Daniele Di Girolamo e nato nel 1995 a Pescara. La sua ricerca artistica approfondisce sia il linguaggio sonoro sia quello visivo interessandosi ai processi intrinsechi alla natura, ai suoi meccanismi, e alle letture differenti che possono emergere dall’osservazione del paesaggio.
Iniziamo spesso le nostre chiacchierate con la domanda: quali sono le differenze fra i tuoi esordi nel mondo dell’arte – come artista – e oggi? Quali sono le esperienze che ti hanno fatto crescere in questi ultimi anni? Le collaborazioni o esposizioni determinanti?
Inizialmente mi sono dedicato alla sperimentazione video per poi rendermi conto che il mio vero interesse era giocare principalmente con i suoni più che con le immagini in movimento. Questo si è sviluppato nell’interesse di creare ambienti sfruttando principalmente la materia sonora. Per capire ciò Paesaggio Marino(2018) e Preghiere(2017) sono stati fondamentali. Quest’ultimo lavoro, in particolare, mi ha permesso di capire come trasformare lo spazio in un ambiente e come appropriarmene dal punto di vista percettivo, cioè come gestire la tridimensionalità e la temporalità (il processo della cristallizzazione è durato un mese circa per arrivare a quei risultati). Utilissimo è stato anche il progetto musicale KA e la collaborazione con il fotografo Carlo Lombardi: il poter osservare così da vicino il metodo che appartiene a un certo tipo di fotogiornalismo mi ha fatto capire l’importanza di fare ricerca seria, il che implica tanto sforzo e tantissimo tempo. Il lavoro finale poi diventa una conseguenza naturale della ricerca, dove la potenza dell’opera è direttamente proporzionale alla profondità della ricerca. Dall’altro lato, invece, aver sempre orbitato intorno alla musica live con KA (tendenzialmente noise), mi è servito a capire sia l’importanza di poter incanalare moti molto viscerali, che diventano una grande fonte di energia, sia l’importanza della dimensione performativa dal vivo che implica padronanza di tempistiche, spazi e dinamica, che diventano poi tutte consapevolezze assolutamente utili da riversare in un contesto espositivo.
Il nome di questa rubrica è “Sound and Vision”. Puoi descriverci la relazione che intercorre fra suono e visione?

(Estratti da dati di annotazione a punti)

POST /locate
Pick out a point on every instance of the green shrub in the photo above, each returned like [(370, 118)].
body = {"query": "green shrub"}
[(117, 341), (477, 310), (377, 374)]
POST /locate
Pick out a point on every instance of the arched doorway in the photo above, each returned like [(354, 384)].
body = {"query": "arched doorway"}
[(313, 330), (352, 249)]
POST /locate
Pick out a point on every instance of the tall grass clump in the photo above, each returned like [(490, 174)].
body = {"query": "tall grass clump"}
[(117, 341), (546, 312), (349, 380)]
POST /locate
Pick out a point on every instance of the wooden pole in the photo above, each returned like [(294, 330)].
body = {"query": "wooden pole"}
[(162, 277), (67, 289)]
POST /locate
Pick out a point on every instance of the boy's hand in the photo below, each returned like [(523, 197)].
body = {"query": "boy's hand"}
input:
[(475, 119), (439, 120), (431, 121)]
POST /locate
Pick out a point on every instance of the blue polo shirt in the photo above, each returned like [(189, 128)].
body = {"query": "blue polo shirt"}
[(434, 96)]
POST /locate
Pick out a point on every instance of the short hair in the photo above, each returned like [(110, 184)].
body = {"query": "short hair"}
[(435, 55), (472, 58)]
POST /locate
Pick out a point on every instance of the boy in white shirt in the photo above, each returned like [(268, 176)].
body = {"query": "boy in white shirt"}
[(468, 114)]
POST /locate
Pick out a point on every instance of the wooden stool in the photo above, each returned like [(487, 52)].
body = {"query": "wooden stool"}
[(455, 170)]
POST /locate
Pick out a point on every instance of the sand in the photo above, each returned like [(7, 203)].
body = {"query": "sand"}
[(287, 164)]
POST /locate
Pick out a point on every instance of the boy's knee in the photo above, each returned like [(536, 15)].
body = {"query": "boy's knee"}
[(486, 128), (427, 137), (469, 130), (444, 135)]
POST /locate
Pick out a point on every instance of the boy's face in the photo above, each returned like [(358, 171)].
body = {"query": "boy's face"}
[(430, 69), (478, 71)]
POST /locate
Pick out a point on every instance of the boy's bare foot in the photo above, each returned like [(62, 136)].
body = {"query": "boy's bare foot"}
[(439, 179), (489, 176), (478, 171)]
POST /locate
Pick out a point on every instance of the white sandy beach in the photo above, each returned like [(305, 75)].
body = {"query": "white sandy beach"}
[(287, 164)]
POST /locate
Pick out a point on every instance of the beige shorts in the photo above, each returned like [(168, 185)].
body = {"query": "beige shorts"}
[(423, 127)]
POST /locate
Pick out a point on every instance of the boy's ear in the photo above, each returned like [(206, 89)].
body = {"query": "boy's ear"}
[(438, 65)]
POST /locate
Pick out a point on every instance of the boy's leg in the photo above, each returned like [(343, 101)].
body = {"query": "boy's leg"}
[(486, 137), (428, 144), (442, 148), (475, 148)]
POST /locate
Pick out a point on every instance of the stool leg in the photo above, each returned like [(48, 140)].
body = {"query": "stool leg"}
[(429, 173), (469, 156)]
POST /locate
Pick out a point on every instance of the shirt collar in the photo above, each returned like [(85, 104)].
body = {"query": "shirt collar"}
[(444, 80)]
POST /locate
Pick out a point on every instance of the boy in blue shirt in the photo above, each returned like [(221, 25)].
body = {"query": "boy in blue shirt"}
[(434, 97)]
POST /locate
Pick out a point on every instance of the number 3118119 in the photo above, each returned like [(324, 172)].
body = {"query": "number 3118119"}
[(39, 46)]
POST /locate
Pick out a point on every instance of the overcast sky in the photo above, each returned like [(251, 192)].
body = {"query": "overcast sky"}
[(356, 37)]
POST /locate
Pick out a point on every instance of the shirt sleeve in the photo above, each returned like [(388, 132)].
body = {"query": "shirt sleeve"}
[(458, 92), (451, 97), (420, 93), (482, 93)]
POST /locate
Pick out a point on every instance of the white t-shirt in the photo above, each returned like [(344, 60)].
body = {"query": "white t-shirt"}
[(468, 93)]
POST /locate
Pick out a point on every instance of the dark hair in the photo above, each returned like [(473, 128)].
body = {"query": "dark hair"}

_Consegna_: Riporta fedelmente il passo dell'intervista che si apre con le parole contenenti "Daniele Di Girolamo" e si chiude con "dall’osservazione del paesaggio.". Il materiale non serve per svolgere il lavoro.

_Risultato dell'esercizio_:
Daniele Di Girolamo e nato nel 1995 a Pescara. La sua ricerca artistica approfondisce sia il linguaggio sonoro sia quello visivo interessandosi ai processi intrinsechi alla natura, ai suoi meccanismi, e alle letture differenti che possono emergere dall’osservazione del paesaggio.